_Work request A_.
Using the mercury rule text, decide whether each statement is true: (i) The new rule lets power plants emit 1.4 pounds of mercury per million BTUs. (ii) Companies would have three years to clean up their emissions. (iii) The Congressional Research Service report came out in August 2011. Answer yes or no for each and quote the words that decide it.
_Work request B_.
Copy word for word the part of the mercury rule text between "Under the new" and "the EPA said.", inclusive.

_Text_.

──────────────────────────────

Industry lobbyists and congressional Republicans, who have fought vigorously to halt new clean-air rules, warned of rolling blackouts and massive layoffs in the energy sector if the regulations were implemented. Sen. James Inhofe (R-Okla.) vowed to introduce legislation to halt the mercury rule when Congress returns after the holiday break.
"This rule isn't about public health. It is a thinly veiled electricity tax that continues the Obama administration's war on affordable energy and is the latest in an unprecedented barrage of regulations that make up EPA's job-killing regulatory agenda," Inhofe said in an emailed statement. "I am determined to apply the brakes to President Obama's runaway regulatory agenda before it wrecks our economy."
Inhofe's measure is not likely to progress through the Democratic-controlled Senate, and if it were to get through Congress, Obama almost certainly would veto it.
Many environmentalists praised the new standard as a historic leap in efforts to curtail air pollution.
"We can breathe easier today," said Frances Beinecke, president of the Natural Resources Defense Council, in an emailed statement. "Dirty coal-fired power plants will have to clean up the toxic soup of emissions that is polluting our air and making people sick, especially children."
Under the new rule, power plants can emit 1.2 pounds of mercury per million BTUs of energy produced. The industry had sought a higher limit, 1.4 pounds. But the EPA arrived at its figure based on a formula set out under the Clean Air Act, and analysts said the agency could not deviate from it. The rule would remove 90% of the mercury spewing into the air, the EPA said.
Companies would have three years to clean up their emissions of mercury, arsenic, acid gases and nearly 70 other toxic substances, and utilities could appeal for at least one more year while they installed the necessary equipment. Much of the industry has argued that the timetable is too tight and could lead to power outages.
The nonpartisan Congressional Research Service found in an August 2011 report, however, that industry had overstated the effects of the mercury rule and others on electricity reliability, noting that many of the inefficient, 50-year-old coal plants were already being replaced.

──────────────────────────────

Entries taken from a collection
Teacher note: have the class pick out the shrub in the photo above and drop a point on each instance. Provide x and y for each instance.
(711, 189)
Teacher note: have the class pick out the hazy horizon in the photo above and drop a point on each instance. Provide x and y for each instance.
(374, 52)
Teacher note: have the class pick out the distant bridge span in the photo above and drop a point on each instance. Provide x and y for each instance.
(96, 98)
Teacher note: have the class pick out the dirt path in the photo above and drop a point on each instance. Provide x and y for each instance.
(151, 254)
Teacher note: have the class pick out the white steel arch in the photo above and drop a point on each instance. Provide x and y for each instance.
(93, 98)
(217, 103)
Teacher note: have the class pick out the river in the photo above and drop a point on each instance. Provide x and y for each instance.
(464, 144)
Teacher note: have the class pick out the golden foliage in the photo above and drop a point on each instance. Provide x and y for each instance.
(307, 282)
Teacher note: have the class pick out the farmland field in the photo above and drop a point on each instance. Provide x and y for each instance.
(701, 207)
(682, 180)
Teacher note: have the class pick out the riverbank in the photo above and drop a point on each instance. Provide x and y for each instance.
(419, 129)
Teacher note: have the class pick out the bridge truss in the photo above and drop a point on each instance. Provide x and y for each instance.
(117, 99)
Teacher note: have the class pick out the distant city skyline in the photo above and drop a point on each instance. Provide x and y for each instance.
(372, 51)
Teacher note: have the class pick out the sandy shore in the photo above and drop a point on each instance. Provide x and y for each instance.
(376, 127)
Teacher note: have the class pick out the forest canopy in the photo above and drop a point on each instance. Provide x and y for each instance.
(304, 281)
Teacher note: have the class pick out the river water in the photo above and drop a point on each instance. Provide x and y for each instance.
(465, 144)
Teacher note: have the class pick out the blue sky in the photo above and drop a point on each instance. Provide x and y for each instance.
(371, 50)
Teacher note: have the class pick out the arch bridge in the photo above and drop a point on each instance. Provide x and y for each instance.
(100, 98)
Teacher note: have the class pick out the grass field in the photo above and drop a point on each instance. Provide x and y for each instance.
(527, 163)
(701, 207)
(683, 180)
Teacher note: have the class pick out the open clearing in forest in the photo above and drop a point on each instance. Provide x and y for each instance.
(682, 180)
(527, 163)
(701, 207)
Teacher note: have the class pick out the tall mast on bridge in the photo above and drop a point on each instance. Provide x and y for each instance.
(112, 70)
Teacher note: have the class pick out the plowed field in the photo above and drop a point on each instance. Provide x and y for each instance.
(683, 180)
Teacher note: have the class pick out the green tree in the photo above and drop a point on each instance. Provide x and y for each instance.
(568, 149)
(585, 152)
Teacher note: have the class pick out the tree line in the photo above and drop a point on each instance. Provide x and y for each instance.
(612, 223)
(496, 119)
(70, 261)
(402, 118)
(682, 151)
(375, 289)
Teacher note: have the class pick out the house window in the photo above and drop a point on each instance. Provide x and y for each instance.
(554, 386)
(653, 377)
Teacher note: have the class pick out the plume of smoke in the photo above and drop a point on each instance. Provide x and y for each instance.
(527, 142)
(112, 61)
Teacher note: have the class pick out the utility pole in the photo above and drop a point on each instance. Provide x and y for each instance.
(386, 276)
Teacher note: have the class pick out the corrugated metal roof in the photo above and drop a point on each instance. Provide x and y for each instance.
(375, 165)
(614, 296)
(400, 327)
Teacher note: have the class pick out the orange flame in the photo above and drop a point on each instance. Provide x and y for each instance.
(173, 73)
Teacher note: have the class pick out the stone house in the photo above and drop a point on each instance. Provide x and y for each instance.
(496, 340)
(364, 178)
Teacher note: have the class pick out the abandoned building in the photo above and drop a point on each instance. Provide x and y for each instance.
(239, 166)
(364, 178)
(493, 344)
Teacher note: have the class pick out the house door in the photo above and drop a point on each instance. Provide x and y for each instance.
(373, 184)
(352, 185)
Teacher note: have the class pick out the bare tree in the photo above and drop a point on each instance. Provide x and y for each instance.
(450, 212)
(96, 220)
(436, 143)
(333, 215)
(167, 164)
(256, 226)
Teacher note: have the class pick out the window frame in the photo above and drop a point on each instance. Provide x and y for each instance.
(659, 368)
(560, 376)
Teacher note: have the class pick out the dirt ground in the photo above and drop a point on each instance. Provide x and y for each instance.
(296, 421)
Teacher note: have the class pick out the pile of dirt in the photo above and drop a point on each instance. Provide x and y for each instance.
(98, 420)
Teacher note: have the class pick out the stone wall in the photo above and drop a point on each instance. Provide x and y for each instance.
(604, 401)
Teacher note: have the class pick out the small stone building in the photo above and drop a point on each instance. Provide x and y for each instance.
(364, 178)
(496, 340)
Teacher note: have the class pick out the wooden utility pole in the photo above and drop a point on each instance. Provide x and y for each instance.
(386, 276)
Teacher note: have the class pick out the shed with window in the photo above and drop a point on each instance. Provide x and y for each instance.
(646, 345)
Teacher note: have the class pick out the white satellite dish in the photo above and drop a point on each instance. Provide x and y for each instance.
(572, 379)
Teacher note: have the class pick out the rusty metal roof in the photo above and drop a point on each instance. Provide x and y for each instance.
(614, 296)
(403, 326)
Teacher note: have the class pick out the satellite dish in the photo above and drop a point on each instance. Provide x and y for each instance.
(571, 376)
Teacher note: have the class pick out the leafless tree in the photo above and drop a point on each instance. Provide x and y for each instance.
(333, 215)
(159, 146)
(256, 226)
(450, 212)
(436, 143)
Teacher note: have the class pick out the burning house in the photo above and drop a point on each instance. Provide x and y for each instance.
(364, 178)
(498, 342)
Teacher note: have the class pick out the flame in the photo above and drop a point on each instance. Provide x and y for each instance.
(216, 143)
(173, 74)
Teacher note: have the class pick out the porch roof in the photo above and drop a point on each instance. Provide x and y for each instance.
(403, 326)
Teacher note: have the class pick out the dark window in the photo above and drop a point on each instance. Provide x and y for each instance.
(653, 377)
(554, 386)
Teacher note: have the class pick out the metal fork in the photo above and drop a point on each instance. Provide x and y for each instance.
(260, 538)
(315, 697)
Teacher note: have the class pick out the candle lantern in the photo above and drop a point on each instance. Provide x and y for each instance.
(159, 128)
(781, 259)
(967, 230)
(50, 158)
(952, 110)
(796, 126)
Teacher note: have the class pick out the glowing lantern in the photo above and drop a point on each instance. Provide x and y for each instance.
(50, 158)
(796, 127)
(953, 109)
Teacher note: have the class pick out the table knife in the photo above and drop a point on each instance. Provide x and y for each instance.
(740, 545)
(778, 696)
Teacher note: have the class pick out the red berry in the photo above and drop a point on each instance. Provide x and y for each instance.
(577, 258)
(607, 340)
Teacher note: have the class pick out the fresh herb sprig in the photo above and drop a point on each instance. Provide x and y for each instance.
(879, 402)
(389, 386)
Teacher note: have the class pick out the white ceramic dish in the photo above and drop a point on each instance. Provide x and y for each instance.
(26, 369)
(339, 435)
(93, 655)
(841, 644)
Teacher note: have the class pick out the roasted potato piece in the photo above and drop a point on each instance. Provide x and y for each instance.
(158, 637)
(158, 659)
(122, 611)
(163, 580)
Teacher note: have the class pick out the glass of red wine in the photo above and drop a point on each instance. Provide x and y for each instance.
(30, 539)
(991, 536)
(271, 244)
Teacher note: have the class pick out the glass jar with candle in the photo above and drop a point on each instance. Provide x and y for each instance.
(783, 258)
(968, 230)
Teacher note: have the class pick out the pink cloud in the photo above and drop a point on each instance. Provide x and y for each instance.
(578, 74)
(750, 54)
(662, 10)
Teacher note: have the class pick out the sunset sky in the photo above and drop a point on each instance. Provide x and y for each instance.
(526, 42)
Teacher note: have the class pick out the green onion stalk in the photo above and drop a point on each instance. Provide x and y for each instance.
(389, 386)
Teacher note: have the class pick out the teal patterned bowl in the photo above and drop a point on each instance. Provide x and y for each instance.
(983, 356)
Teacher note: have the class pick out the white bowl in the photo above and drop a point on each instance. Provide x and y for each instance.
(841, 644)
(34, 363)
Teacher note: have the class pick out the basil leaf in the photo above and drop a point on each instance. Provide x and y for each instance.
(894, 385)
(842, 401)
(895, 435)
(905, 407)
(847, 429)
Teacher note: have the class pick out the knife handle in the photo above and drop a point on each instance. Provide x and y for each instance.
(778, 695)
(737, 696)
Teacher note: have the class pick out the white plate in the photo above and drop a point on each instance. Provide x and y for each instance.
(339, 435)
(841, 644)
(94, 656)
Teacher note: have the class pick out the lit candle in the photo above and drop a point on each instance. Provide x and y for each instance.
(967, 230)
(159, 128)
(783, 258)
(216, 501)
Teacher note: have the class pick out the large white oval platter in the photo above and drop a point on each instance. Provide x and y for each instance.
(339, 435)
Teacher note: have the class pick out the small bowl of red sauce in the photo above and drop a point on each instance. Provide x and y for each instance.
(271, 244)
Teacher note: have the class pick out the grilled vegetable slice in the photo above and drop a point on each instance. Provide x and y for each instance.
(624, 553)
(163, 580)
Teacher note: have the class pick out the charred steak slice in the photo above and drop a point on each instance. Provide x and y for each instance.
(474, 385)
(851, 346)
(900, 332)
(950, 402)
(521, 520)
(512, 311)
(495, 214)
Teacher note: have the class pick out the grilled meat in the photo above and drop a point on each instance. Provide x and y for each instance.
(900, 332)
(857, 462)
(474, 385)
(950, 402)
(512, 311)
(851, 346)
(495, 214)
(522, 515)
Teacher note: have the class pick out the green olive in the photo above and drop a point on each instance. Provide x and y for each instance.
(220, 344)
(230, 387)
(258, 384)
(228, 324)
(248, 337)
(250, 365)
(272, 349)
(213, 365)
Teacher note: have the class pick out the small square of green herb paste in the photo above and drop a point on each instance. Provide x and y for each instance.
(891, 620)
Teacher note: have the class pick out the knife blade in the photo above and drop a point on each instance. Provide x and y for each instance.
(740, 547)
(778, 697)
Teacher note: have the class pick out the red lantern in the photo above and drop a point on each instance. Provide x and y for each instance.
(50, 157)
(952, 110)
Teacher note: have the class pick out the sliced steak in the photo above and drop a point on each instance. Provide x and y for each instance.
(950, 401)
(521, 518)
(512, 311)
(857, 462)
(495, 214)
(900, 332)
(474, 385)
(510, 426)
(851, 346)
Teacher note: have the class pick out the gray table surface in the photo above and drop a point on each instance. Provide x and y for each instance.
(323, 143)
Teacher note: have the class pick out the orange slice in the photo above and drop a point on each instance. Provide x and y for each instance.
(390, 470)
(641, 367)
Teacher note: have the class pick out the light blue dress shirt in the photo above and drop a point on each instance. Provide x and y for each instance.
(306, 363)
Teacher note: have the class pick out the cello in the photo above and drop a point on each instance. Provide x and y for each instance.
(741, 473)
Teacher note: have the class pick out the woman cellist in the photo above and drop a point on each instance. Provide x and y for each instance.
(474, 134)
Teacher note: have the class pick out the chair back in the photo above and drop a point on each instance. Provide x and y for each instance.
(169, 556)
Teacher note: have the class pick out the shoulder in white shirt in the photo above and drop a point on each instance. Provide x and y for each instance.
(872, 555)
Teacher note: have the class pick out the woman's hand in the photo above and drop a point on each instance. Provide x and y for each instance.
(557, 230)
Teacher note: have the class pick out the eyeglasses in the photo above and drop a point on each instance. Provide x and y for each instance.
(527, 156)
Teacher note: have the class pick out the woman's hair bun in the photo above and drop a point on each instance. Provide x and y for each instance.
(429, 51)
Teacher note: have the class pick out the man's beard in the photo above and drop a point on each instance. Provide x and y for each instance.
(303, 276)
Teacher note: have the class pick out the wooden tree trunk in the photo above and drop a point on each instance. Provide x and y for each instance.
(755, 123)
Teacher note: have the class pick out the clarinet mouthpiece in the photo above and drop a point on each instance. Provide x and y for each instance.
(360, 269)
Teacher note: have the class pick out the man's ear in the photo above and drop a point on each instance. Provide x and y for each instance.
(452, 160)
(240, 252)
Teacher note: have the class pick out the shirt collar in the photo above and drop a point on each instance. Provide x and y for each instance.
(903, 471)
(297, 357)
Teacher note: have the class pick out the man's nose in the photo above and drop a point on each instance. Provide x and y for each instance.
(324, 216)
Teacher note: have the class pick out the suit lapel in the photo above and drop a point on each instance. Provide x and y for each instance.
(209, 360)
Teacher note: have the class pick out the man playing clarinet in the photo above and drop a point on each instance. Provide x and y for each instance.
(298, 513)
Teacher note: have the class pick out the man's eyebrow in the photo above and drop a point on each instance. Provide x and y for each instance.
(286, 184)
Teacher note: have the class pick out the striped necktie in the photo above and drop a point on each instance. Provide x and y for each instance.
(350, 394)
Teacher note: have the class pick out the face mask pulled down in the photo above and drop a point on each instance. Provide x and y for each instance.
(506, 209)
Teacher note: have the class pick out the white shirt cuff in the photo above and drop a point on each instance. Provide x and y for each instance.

──────────────────────────────

_Written solution A_.
(i) No: "power plants can emit 1.2 pounds of mercury per million BTUs of energy produced. The industry had sought a higher limit, 1.4 pounds."
(ii) Yes: "Companies would have three years to clean up their emissions of mercury, arsenic, acid gases and nearly 70 other toxic substances"
(iii) Yes: "found in an August 2011 report"

_Written solution B_.
Under the new rule, power plants can emit 1.2 pounds of mercury per million BTUs of energy produced. The industry had sought a higher limit, 1.4 pounds. But the EPA arrived at its figure based on a formula set out under the Clean Air Act, and analysts said the agency could not deviate from it. The rule would remove 90% of the mercury spewing into the air, the EPA said.